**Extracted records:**
Content starts

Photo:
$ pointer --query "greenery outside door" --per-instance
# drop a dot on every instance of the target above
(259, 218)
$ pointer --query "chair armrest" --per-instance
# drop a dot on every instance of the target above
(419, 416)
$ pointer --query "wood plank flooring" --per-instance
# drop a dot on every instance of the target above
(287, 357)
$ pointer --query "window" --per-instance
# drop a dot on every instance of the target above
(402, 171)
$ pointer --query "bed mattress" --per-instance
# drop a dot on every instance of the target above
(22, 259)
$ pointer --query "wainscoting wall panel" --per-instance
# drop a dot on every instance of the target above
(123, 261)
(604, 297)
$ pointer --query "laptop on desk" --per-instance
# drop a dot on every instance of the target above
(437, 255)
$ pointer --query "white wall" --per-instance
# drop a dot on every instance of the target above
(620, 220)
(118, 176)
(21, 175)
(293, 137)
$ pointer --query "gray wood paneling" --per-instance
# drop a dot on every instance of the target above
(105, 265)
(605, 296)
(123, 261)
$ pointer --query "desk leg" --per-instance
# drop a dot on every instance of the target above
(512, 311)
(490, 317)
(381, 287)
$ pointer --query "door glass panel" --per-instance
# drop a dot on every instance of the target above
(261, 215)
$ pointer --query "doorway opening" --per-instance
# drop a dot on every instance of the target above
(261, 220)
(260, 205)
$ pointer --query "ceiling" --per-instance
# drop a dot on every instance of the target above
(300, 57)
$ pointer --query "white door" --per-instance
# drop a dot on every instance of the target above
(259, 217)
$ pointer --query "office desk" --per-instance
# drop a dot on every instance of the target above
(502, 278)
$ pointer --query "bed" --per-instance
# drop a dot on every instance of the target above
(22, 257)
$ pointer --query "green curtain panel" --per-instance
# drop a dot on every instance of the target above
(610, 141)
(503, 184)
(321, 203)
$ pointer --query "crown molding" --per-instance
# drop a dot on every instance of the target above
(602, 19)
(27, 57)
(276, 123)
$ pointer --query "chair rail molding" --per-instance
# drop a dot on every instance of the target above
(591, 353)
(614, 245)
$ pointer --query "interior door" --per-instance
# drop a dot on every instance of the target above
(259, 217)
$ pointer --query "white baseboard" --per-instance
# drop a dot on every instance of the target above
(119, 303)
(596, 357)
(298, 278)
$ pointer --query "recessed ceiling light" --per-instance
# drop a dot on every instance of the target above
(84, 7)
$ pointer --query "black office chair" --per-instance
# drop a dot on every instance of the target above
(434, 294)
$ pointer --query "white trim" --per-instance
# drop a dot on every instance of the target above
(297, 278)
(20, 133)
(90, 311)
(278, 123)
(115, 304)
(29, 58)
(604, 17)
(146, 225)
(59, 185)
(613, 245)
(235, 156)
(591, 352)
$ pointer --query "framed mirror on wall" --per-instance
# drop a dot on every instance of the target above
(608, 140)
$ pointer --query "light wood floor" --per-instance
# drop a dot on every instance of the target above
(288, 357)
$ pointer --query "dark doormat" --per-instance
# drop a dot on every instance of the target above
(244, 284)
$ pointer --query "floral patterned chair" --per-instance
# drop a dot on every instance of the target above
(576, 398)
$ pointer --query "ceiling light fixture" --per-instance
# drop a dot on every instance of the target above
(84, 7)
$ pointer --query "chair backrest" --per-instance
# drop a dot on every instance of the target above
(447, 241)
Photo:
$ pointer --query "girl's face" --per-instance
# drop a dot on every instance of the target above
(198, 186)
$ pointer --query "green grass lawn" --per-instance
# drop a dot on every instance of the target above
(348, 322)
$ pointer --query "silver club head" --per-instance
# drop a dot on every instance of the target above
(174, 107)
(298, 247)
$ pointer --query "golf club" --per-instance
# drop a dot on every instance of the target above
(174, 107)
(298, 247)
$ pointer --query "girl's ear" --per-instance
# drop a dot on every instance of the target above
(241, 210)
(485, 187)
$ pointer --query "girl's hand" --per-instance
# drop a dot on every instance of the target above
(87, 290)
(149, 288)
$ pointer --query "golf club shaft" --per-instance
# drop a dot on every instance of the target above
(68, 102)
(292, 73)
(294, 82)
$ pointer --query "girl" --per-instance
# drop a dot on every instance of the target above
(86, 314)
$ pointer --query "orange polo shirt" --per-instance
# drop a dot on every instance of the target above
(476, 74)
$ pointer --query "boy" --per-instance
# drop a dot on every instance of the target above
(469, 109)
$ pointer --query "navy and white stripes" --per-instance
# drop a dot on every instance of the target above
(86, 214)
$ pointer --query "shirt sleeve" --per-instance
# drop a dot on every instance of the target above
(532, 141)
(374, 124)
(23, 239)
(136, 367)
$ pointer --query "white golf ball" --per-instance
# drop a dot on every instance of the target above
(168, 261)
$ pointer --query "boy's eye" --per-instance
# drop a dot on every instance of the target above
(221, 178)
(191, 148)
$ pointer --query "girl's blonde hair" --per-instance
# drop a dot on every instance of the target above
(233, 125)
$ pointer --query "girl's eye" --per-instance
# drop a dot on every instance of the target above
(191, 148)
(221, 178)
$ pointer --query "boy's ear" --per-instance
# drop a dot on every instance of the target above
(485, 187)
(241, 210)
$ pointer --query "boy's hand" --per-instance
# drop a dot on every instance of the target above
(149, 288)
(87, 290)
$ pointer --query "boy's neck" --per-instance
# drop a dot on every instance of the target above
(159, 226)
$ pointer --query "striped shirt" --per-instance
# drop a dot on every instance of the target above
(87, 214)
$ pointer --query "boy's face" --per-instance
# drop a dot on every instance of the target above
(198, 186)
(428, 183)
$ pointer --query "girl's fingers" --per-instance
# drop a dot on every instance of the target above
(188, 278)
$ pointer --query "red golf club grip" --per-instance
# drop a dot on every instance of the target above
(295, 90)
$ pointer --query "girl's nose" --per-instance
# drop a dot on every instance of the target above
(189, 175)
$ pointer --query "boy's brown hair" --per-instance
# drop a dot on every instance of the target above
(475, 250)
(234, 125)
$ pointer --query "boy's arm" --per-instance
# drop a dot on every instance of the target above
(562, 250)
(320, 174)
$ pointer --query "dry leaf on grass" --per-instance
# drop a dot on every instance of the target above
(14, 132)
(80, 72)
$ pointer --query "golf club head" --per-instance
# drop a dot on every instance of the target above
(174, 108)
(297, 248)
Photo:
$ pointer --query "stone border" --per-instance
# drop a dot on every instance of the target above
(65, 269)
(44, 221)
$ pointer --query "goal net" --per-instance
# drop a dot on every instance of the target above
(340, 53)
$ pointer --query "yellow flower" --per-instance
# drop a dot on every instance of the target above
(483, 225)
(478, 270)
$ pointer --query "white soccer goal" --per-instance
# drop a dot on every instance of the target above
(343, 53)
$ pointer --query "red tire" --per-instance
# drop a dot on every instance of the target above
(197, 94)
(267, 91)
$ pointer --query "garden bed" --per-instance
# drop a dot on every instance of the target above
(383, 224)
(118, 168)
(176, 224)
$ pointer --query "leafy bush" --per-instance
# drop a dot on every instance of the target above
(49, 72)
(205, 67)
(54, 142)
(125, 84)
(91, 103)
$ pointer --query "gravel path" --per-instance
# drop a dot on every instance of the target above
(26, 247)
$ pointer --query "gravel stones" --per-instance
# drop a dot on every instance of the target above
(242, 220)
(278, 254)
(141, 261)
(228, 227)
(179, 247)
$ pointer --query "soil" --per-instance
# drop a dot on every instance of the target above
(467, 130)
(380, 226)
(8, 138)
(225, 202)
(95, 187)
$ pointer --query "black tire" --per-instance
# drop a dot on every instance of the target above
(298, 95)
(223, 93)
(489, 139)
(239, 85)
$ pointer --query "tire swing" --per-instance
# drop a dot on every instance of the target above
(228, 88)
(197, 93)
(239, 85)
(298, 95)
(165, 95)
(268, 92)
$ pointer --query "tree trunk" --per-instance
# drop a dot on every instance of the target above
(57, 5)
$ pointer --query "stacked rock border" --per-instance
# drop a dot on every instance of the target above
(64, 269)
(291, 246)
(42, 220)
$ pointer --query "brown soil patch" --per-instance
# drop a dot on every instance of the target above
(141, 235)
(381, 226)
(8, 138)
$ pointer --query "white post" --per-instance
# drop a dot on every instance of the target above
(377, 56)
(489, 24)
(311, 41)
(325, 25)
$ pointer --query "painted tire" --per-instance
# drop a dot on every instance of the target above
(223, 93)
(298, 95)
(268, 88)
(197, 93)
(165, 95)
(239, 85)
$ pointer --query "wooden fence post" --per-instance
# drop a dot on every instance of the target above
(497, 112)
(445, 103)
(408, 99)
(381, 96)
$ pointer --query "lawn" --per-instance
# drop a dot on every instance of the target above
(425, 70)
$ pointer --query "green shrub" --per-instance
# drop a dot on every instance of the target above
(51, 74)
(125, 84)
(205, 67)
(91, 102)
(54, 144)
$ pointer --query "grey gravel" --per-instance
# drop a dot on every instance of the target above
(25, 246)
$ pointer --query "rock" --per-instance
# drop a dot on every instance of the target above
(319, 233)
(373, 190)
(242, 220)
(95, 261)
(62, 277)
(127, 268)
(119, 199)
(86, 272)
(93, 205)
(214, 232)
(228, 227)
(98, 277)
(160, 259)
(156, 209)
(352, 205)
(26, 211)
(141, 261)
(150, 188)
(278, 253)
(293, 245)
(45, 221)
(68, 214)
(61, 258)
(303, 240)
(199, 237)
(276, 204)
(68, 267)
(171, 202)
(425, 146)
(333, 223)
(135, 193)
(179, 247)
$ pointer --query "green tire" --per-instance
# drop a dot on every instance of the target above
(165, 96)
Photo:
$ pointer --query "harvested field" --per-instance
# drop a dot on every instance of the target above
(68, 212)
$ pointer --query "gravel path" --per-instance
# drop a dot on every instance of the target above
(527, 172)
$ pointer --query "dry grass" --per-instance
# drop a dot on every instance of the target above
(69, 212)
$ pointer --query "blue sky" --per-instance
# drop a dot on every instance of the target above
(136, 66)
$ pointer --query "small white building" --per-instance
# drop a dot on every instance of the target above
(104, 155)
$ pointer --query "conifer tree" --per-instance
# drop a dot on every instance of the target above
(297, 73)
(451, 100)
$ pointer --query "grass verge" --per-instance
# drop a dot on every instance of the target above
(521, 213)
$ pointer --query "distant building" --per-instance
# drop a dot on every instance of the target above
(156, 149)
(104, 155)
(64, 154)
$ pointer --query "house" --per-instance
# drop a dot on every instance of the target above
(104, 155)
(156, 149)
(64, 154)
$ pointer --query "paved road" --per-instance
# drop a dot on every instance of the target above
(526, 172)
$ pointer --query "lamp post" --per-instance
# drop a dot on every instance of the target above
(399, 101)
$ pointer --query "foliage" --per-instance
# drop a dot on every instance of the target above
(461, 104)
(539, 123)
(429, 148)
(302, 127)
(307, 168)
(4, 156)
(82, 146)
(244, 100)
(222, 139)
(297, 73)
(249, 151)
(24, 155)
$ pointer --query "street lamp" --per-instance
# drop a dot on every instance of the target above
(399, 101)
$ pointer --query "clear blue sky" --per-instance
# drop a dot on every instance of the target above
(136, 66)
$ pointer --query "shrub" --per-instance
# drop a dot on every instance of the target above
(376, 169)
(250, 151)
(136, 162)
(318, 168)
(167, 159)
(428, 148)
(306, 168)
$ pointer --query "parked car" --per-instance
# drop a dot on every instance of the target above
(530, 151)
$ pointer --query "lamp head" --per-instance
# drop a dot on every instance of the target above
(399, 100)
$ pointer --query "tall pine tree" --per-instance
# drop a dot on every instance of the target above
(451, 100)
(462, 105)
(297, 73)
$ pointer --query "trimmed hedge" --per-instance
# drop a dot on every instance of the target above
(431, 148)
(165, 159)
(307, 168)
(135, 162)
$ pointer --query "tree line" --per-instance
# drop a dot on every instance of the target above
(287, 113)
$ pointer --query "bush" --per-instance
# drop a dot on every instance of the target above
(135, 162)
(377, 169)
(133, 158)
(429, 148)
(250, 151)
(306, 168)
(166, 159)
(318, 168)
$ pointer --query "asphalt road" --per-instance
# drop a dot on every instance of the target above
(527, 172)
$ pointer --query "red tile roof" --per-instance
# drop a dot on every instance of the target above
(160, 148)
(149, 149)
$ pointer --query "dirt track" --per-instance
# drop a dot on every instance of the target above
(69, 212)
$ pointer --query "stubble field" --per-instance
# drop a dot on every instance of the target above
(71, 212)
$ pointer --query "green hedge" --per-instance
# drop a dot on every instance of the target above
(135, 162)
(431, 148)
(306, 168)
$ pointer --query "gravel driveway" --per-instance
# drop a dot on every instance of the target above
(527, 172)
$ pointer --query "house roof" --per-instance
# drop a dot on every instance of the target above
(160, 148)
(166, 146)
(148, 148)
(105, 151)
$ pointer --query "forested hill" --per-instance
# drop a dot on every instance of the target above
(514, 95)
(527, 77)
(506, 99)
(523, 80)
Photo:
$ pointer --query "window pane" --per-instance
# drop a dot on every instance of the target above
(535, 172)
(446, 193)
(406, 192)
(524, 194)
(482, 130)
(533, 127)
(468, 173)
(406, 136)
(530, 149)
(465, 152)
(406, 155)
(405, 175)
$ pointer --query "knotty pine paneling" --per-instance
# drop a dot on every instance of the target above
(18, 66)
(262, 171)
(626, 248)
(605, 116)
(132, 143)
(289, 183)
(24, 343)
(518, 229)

Content ends

**EXERCISE REQUIREMENTS:**
Going through the data above, return each line with the word "field".

**ANSWER SPACE:**
$ pointer --query "harvested field" --per-instance
$ pointer --query "stubble field" --per-instance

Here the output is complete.